### Supplied text
------
Saturday, November 30, 2013

Thoughts

Ever since I came back from vacation - and, actually, just before I went - I have had problems staying on program.  On any program.  I did make it a whole week on the Belly Fat Cure program, which was remarkable for me lately.  But I have seen some things going on that I want to get down on "paper" -

- when I get prepared to go on a trip, I get very very stressed.  I was going to be seeing a whole lot of people I hadn't seen since I left Florida and I was down more than 100 lbs when I left.  Being my typical "fear of success" person, I started eating before I left.

- after getting there, everyone commented on how thin I was, which was the same thing that happened when I came home for Mom & Dad's 60th anniversary 5 years ago.  I didn't think I was losing weight for them, but I was certainly looking forward to the accolades.  Actually, I would not have gone to Florida if I were not at least as thin as I had been when I left.
------
### Raw records
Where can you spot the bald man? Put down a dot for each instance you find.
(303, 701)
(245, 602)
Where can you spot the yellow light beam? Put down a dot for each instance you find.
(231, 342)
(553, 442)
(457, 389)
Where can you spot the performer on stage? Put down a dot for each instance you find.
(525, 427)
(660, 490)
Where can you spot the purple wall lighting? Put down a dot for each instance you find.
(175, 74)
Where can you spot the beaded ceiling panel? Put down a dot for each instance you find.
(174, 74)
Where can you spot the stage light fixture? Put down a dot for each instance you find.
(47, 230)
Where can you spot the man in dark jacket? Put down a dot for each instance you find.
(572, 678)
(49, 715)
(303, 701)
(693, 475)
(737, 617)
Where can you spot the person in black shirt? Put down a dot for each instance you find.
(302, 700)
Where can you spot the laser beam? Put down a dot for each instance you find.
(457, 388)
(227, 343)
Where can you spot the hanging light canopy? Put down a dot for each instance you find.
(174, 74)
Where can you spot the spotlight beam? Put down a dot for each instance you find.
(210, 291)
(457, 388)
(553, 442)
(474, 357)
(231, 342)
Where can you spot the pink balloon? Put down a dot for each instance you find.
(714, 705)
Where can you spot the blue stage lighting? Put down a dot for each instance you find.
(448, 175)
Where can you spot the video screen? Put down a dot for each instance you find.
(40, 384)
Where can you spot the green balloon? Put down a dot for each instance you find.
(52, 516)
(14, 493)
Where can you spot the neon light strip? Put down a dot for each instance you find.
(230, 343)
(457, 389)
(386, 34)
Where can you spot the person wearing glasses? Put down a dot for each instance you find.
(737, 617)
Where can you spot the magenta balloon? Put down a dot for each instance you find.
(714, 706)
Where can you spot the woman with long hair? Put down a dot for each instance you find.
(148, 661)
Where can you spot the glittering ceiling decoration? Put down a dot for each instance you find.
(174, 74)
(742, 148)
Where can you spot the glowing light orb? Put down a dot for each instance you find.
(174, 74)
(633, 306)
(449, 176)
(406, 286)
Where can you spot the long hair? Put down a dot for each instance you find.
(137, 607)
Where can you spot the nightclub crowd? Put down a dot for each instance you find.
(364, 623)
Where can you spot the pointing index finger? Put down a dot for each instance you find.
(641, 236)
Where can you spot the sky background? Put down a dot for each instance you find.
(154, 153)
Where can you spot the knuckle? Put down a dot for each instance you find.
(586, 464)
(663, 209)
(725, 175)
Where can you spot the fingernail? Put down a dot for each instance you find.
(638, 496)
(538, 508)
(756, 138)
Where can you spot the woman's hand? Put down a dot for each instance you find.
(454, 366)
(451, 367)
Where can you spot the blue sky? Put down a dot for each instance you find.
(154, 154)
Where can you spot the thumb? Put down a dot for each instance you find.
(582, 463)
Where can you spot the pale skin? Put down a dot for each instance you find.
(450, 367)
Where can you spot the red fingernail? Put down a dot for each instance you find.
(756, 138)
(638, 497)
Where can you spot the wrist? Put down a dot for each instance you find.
------
### Problems to solve
A. Answer these from the blog post about staying on a diet program:
(i) How long did the writer stick with the Belly Fat Cure program?
(ii) How much weight had the writer lost by the time of leaving Florida?
(iii) What event brought the writer home five years ago?
B. Pick up the blog post about staying on a diet program right after its last sentence and keep writing in the same voice.

### Per-task outputs
A.
(i) A whole week.
(ii) More than 100 lbs.
(iii) Mom & Dad's 60th anniversary.

B.
- so, after the trip was over, after everyone was 'wowed' at how good I looked, I let down my guard.  I did this 5 years ago, and I did it this year.  I have eaten back about 12 pounds.  The first few, before I left, I didn't feel.  I could deny that they were real because my clothes fit exactly the same.  But, all of a sudden, the next 5 made a HUGE difference.  One week, my shirts fit.  The next week, they were tight on my arms and I had a roll around my waist.  I can see the difference in my thighs in the mirror, which is odd because we usually don't actually see changes in our bodies.

I do not want to go on a 2 year long eating episode like I did 3 years ago.  I want to stop this now.  I do not want to go back to feeling ashamed of myself, feeling fat and useless.  I know that in the big picture, no "goodies" are worth the burning in my stomach from the sugar or the burning in my heart from the weight gain.  But each little bite is really easy to deny.  It is so easy to deny a 1" nut cup as being of any consequence.  But that one bite leads to 10 more.  Then it leads to "lets just get this stuff out of my house" which doesn't mean tossing it.  It means eating it.  All of it.  Now.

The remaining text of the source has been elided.